• Text passage
————

However, it could be possible that you have no confidence in handling the entire process alone. 

In that case, you need to contact your financial advisor for direction. You can even ask your financial advisor to invest on your behalf. Of course, this will be more costly but it will save you some risks as well.

3. Fund Your Trading Account

Upon opening a trading account with your chosen brokerage, the next step is to fund it. As the above table shows, different brokerages have different minimum investment requirements.

If you signed up with a brokerage that requires a minimum investment (such as Questrade), it means that you must fund your account with the required amount before you can start investing.

But if you signed up with Wealthsimple Trade or another brokerage that doesn’t require a minimum investment balance, you can fund your account with as much as you want to trade.

That being said, different brokerages have different funding methods. It’s essential to factor in this when selecting your brokerage.

4. Search For Your Favorite S&P 500 Index Fund 

It’s now time to search for the S&P 500 Index fund you want to invest in, be it a mutual fund or ETF.

At this stage, all you need is to log in to your brokerage account and click on the search button. You should then enter the name or ticker of your favourite fund.

After that, you will be presented with your desired fund. Before proceeding, you should go through the Product Disclosure Statement (PDS) of the fund.

That way, you will understand the objective of the fund, its investment strategy, fees, performance and other key information relevant to you 

If the PDS sounds okay to you, you can proceed to place your order. Else, you should check out another related fund with a better profile.

5. Buy Your S&P 500 Index Fund

This is the final stage of the investing process. Upon searching for your favourite S&P 500 Index and consenting to the PDS, the next step is to purchase the fund.

All you need is to click on the fund from the search result to place an order. Among other things, you will be required to enter the number of shares or trading amount to place your order.

Once you complete the entire process, you will be required to review and place your order. It could take up to two business days for your order to settle, depending on your broker.

What to Know Before Investing in S&P 500 ETF in Canada

Knowing how to invest in the S&P 500 Index is not the end of the game. In fact, the game just started.

As a beginner, you can’t afford to repeat the common mistakes many beginner investors make while investing in the S&P 500 Index.

To avoid such mistakes, consider the following two factors before investing in the S&P 500 Index.

1. Self-Assessment

Before investing in any security, you must understand how it aligns with your investment objective and risk tolerance.

Based on that, you may find the S&P 500 Index unsuitable for your situation. This is essentially through if you’re:

  • Looking to take full control of your portfolio
  • Looking for higher investment returns without minding the risk level
  • Comfortable investing in individual stocks without regard to the cost and time requirement
  • Looking for global diversification beyond the US stock market

But if you’re looking for a low-cost diversification with average returns and low risk, you can’t go wrong with the S&P 500 Index

2. Currency 

If you’re going to invest in an S&P 500 ETF, it’s essential to understand the role of currency on your investment returns.

————

• Record excerpts
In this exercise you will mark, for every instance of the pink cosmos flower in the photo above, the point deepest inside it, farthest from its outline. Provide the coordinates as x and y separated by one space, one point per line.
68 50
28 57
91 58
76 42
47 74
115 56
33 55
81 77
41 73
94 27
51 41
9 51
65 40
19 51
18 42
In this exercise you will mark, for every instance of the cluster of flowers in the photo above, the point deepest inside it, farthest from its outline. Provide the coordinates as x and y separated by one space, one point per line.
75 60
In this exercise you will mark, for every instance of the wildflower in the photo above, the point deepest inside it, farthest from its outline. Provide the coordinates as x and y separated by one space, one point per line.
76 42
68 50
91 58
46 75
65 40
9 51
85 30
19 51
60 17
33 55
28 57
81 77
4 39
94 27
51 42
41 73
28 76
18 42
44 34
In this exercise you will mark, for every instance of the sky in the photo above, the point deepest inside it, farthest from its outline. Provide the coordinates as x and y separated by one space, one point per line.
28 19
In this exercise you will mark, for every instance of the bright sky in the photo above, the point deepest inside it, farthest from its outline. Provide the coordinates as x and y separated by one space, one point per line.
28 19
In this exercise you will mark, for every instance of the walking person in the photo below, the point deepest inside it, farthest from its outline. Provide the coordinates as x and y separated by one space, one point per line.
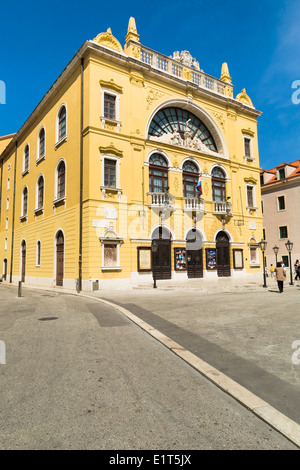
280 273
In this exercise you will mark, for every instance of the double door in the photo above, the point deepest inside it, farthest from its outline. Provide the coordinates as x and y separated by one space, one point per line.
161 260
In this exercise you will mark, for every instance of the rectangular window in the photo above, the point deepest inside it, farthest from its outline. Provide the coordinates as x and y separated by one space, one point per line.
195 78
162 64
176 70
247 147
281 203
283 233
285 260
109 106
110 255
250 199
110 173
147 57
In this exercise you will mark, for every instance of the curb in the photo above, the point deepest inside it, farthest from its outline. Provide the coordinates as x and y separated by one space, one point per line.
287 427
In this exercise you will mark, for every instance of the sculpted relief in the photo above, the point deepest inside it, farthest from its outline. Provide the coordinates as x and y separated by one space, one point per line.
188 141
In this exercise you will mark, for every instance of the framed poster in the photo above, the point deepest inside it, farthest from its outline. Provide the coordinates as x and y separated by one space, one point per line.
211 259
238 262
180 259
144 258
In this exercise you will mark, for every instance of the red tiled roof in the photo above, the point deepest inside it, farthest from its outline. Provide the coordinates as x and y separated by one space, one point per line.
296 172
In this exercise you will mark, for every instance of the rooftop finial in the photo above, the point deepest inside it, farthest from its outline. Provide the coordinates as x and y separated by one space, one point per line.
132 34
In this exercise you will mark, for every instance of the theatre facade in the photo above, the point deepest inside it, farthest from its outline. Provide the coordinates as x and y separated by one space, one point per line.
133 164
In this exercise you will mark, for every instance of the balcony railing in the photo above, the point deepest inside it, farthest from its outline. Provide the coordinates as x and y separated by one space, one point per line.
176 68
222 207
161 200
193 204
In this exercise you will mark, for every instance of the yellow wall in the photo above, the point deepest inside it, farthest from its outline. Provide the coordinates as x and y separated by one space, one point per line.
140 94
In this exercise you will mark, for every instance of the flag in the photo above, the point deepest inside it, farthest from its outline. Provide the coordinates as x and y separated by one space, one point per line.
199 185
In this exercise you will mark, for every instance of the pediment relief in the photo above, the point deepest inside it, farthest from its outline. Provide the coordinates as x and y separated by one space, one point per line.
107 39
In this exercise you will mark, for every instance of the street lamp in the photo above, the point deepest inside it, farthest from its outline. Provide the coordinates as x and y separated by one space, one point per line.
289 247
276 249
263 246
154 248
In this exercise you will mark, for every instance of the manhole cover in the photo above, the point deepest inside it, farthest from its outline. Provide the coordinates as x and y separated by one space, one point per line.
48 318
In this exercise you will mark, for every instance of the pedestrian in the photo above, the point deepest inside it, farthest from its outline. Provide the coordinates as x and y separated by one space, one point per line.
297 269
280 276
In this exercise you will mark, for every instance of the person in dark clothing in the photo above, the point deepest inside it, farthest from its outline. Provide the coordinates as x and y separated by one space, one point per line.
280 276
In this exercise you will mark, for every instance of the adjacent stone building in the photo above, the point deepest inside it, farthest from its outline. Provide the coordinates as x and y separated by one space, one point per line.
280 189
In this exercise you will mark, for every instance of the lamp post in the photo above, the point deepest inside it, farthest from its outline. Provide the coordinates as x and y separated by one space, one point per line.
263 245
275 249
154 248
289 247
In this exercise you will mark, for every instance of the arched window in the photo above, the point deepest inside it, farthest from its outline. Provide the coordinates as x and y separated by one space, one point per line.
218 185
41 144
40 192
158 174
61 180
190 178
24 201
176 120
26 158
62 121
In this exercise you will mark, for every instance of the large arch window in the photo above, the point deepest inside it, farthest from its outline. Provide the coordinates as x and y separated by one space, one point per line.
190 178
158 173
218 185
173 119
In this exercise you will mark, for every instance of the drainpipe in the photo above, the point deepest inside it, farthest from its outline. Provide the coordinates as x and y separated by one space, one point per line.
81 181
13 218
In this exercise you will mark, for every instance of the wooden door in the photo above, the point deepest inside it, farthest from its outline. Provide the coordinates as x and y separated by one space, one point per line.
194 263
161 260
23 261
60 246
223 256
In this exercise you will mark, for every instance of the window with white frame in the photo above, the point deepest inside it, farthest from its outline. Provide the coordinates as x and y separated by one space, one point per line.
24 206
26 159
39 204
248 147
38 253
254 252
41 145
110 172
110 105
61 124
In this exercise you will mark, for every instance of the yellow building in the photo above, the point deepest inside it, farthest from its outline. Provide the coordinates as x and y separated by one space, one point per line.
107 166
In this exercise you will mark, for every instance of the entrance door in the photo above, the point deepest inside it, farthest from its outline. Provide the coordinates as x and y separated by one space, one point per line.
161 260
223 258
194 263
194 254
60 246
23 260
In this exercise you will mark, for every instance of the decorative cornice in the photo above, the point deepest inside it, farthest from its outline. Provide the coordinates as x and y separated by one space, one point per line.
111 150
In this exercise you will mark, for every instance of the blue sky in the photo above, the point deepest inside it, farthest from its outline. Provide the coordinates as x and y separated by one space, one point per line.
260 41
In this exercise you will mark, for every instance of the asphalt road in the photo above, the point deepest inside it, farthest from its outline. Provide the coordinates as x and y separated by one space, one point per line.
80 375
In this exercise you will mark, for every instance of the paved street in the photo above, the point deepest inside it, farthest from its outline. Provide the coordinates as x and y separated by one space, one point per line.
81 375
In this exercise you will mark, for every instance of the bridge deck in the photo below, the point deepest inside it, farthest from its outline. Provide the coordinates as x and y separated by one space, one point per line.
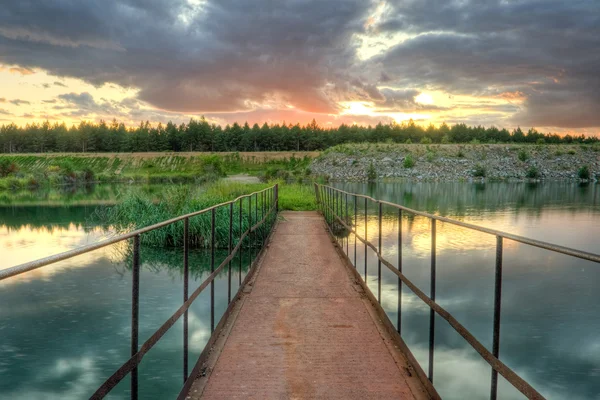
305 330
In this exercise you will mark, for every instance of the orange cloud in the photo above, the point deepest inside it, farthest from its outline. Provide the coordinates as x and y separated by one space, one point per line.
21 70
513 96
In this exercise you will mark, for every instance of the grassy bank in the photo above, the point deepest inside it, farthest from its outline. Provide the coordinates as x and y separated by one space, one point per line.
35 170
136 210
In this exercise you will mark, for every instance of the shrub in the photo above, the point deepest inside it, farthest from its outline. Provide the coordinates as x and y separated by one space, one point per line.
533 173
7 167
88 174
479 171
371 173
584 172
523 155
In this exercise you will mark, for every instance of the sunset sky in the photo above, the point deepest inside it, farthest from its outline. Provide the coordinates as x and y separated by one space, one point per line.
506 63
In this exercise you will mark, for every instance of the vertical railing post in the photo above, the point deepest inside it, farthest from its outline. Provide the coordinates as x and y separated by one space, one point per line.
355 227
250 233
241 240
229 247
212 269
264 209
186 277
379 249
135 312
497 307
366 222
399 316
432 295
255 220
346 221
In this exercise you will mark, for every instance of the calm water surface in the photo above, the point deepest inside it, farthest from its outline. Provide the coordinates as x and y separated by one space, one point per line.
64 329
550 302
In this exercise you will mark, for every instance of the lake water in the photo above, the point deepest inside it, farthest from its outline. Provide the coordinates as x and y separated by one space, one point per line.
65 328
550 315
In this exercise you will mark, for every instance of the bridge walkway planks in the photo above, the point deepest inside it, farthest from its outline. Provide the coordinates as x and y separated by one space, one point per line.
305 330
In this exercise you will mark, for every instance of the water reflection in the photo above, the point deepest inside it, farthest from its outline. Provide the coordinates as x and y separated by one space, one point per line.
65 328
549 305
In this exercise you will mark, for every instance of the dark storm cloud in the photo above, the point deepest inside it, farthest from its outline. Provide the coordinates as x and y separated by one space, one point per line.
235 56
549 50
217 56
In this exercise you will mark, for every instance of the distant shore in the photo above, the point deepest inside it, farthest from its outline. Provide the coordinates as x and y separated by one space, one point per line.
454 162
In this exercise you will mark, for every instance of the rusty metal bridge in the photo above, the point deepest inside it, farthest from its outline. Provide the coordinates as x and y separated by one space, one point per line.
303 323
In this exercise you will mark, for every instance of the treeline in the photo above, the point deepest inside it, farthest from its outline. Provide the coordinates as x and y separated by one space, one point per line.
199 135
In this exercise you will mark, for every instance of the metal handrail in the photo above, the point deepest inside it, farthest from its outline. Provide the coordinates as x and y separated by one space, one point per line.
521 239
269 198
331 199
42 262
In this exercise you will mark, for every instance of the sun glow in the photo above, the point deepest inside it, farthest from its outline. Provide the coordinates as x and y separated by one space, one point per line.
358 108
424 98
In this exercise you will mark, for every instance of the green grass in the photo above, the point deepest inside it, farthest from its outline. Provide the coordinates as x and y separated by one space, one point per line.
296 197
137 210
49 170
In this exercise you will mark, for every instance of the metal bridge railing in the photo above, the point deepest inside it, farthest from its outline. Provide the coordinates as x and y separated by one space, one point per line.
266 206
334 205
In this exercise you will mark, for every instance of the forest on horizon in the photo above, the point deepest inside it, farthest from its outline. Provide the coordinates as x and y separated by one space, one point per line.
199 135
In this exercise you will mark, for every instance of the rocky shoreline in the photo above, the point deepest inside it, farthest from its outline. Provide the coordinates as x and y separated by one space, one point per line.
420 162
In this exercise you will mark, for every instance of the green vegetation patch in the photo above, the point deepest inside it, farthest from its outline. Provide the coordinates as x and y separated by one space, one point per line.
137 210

————

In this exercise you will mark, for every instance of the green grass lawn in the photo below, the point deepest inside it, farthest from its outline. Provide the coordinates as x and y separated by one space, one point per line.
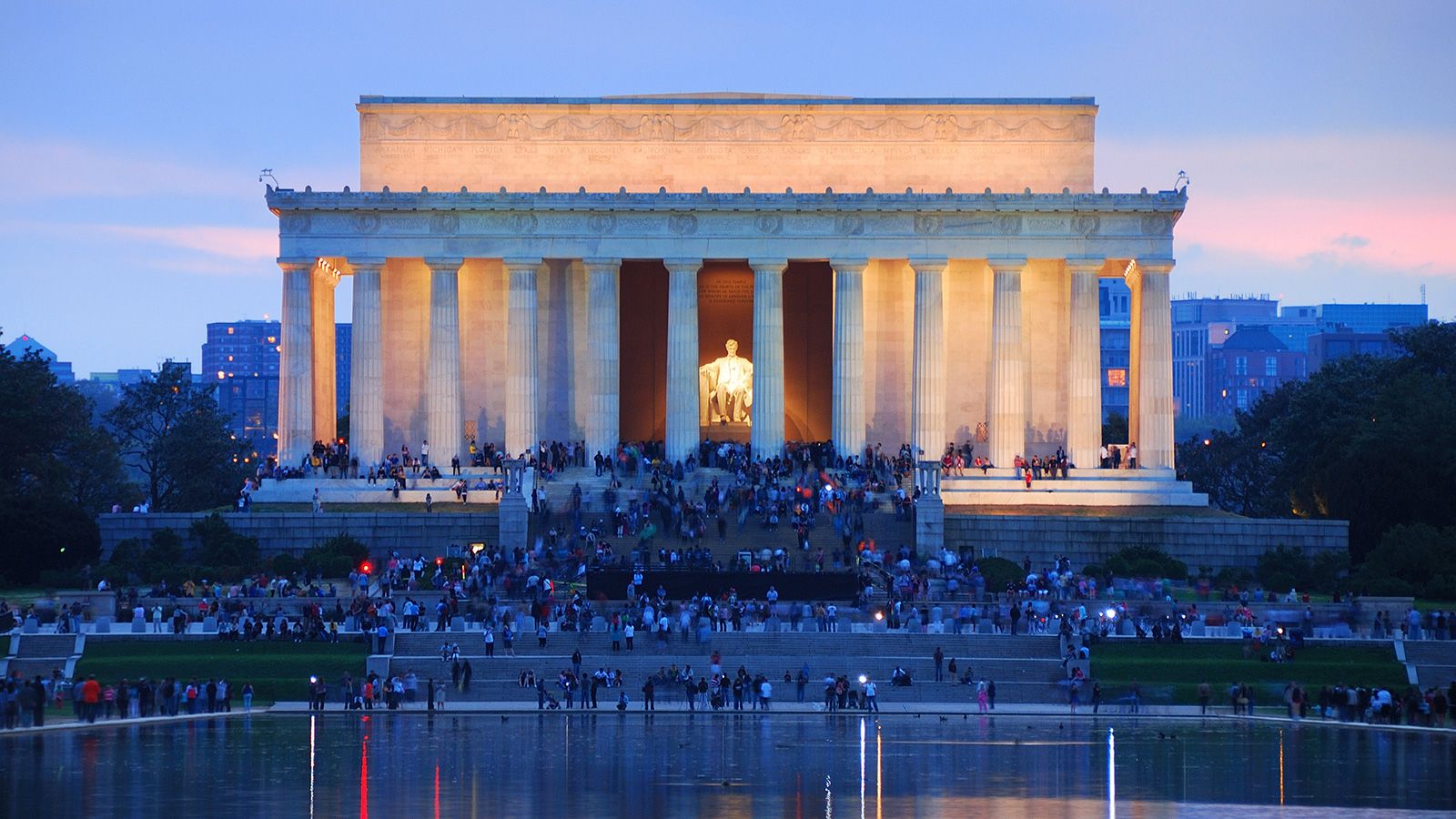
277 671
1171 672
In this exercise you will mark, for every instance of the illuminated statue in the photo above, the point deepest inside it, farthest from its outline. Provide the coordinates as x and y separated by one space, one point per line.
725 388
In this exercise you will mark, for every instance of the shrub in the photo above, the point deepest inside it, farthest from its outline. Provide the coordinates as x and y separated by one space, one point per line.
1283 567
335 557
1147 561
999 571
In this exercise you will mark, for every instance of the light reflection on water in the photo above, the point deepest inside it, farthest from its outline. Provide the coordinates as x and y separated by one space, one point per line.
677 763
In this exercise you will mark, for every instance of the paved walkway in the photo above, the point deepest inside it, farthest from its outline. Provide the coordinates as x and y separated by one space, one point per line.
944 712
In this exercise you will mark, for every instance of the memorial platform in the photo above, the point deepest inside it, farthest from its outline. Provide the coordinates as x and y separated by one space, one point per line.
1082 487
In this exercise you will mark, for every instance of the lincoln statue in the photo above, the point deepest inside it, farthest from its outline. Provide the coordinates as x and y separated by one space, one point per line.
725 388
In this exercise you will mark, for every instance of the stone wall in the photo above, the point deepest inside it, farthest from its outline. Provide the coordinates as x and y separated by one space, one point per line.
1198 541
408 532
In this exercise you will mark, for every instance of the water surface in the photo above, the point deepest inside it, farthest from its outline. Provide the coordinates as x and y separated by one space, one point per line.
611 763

————

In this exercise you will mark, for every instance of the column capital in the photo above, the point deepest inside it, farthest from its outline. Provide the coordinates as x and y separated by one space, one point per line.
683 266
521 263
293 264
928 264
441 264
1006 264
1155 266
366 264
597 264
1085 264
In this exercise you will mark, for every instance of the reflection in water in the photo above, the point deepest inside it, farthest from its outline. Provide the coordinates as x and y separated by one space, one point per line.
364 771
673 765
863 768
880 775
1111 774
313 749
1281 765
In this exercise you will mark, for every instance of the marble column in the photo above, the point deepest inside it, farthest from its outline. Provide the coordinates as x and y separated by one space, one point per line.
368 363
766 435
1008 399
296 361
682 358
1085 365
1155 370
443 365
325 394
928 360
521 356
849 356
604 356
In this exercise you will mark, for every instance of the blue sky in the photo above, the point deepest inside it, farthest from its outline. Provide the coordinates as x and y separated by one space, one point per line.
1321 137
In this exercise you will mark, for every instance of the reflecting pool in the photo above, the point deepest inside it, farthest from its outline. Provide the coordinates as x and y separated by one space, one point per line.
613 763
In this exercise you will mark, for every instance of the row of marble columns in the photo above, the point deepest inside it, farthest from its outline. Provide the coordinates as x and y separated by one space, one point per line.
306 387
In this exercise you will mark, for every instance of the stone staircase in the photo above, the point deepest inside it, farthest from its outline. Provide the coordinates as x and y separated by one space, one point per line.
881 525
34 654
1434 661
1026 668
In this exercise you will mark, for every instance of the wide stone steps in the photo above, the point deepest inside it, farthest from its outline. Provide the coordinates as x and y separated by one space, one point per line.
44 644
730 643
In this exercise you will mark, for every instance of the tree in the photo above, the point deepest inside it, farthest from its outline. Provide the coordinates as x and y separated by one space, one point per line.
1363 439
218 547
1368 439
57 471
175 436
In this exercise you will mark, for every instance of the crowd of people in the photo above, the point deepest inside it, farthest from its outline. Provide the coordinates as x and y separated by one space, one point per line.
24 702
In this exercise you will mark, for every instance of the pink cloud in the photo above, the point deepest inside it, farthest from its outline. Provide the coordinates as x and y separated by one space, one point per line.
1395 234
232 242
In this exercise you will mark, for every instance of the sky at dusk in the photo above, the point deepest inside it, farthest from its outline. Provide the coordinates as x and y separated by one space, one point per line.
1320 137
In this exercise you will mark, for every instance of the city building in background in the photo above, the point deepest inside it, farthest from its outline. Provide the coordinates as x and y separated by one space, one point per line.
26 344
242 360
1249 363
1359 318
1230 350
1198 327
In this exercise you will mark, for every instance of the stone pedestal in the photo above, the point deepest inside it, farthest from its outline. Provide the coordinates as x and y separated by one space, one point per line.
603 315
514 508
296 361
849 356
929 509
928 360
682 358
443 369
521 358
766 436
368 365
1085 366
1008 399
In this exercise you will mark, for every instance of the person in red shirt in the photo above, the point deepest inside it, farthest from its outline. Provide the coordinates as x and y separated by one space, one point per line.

————

• Direction A
Reproduce everything in the S&P 500 investing guide from "That way, you" down to "a better profile.", substituting "disclosure statement" for "PDS".
• Direction B
According to the S&P 500 investing guide, how long could it take for an order to settle?
The records can be left aside; they play no part here.

• Exercise response A
That way, you will understand the objective of the fund, its investment strategy, fees, performance and other key information relevant to you 

If the disclosure statement sounds okay to you, you can proceed to place your order. Else, you should check out another related fund with a better profile.

• Exercise response B
Up to two business days, depending on the broker.